Designer’s Ego: Benefits and Dangers

The Benefits and Dangers of a Designer’s Ego-ywf

Most of us certainly have an ego, some  like to be praised, and some  think that their choice is absolutely right. As a web designer, it is not a sin to have ego, for it is a human nature. However, how far an ego should take you? You can discover the good side and the bad side of an ego that may affect a designer’s work by reading the points below.

The Good Side

  • Confidence

Having a good amount of ego will produce you a good confidence, because you know that you have talents; it gives you a good start to set a level of expectation. With a good amount of confidence, you can stay focused and work hard, this is all for the sake of living up to expectations.

  • Moving Forward

Another benefit of having a healthy ego is that it can lead you to make decisions. On the other hand, getting overconfident may lead to biting off more than you can chew. However, a balance of confidence and awareness will help you decide which projects to jump on and which to let go.  Besides, you will know when to wait for the right one.

Rows from an object pointing dataset:
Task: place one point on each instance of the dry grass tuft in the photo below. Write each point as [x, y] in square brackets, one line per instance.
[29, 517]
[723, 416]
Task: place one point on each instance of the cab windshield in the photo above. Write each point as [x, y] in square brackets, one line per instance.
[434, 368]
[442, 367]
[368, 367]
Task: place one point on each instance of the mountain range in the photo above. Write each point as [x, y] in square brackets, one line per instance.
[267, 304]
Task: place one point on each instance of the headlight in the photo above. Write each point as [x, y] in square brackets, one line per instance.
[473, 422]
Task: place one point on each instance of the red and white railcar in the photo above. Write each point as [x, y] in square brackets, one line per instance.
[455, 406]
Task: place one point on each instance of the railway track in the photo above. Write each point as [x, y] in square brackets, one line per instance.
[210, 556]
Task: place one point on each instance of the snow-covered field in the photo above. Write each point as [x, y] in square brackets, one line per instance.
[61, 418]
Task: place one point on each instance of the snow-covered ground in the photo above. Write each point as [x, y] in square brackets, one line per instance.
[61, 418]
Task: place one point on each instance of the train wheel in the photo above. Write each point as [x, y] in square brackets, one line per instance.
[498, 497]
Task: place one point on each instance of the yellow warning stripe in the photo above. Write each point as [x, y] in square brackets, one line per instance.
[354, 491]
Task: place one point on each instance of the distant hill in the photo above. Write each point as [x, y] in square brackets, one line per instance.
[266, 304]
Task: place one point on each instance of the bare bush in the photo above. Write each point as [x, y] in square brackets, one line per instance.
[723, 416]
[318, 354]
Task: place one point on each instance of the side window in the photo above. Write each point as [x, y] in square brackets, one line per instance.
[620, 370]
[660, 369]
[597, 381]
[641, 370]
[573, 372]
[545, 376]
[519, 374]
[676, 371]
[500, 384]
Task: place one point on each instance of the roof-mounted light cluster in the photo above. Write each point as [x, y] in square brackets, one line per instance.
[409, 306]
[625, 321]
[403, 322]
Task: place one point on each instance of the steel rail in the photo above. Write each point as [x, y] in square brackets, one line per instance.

CHALLENGES:
[1] Show every line of the entries that contains the string "covered", treating uppercase and lowercase as different.
[2] Write the next part of the article on a designer's ego, starting after its final sentence.
These entries are unrelated to the article on a designer's ego.

ANSWERS FOR THIS EXERCISE:
[1]
Task: place one point on each instance of the snow-covered field in the photo above. Write each point as [x, y] in square brackets, one line per instance.
Task: place one point on each instance of the snow-covered ground in the photo above. Write each point as [x, y] in square brackets, one line per instance.

[2]
  • How to Get There

For some people, they might have a good ego naturally. Therefore, it is not difficult for them to have a balanced view of themselves and their abilities. However, some may have to work a bit harder to achieve the balance. If you find yourself in difficulties in handling your ego, you can start balancing it by realizing that you are human and that you’re going to make mistakes. However, once you make mistakes, do everything you can to correct it. You can take your mistake as a lesson to learn from and then move on.

When your confidence is low, you can remember things that can elevate your sense of pride. For example, you can recall your thoughts of the first websites you created or other good memories that can make you feel good.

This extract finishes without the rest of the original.